» Material to process:
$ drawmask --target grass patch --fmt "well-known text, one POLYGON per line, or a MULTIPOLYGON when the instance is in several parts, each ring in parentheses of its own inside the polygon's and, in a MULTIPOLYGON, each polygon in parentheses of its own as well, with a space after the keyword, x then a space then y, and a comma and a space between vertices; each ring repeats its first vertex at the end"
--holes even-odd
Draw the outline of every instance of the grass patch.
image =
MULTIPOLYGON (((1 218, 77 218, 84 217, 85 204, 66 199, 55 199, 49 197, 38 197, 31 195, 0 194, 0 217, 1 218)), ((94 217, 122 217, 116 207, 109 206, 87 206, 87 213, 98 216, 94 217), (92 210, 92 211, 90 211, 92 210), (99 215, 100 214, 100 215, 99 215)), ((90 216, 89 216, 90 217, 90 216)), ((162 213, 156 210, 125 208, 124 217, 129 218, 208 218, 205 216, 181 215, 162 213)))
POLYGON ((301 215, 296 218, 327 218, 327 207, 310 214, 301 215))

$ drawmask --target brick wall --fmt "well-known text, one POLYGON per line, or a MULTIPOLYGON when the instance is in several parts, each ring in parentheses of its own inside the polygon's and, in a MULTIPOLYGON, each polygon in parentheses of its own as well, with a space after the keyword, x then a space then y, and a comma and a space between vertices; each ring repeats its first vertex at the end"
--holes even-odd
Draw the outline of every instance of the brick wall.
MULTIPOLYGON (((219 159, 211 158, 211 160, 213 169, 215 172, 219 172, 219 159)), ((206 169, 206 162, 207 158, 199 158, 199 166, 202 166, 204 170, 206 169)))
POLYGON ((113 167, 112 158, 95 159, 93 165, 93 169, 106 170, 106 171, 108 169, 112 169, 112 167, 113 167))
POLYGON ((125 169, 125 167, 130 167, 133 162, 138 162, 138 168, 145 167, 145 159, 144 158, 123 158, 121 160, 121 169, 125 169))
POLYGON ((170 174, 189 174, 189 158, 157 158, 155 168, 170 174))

» Given request: Edit the data from its start through the line containing "POLYGON ((301 215, 296", inclusive, changing "grass patch" to "lawn" and leaving everything else unchanged. Give only those lines.

» Solution to the problem:
$ drawmask --target lawn --fmt "well-known text, one POLYGON per line, or a MULTIPOLYGON when the instance is in several parts, each ring in parentheses of its own inside the polygon's and, in a MULTIPOLYGON, each polygon in parentheses of its own as well, with a space after the keyword, x then a space then y, and a comma and a space between vertices; each ring repeats its first vertex at the end"
--holes even-odd
Draw the outline of every instance of the lawn.
image =
MULTIPOLYGON (((1 218, 77 218, 84 217, 85 204, 66 199, 55 199, 49 197, 38 197, 31 195, 0 194, 0 217, 1 218)), ((94 217, 122 217, 116 207, 109 206, 87 206, 87 213, 98 216, 94 217), (92 210, 92 211, 90 211, 92 210), (99 215, 100 214, 100 215, 99 215)), ((90 216, 89 216, 90 217, 90 216)), ((162 213, 156 210, 125 208, 124 217, 129 218, 208 218, 205 216, 181 215, 162 213)))
POLYGON ((301 215, 296 218, 327 218, 327 207, 310 214, 301 215))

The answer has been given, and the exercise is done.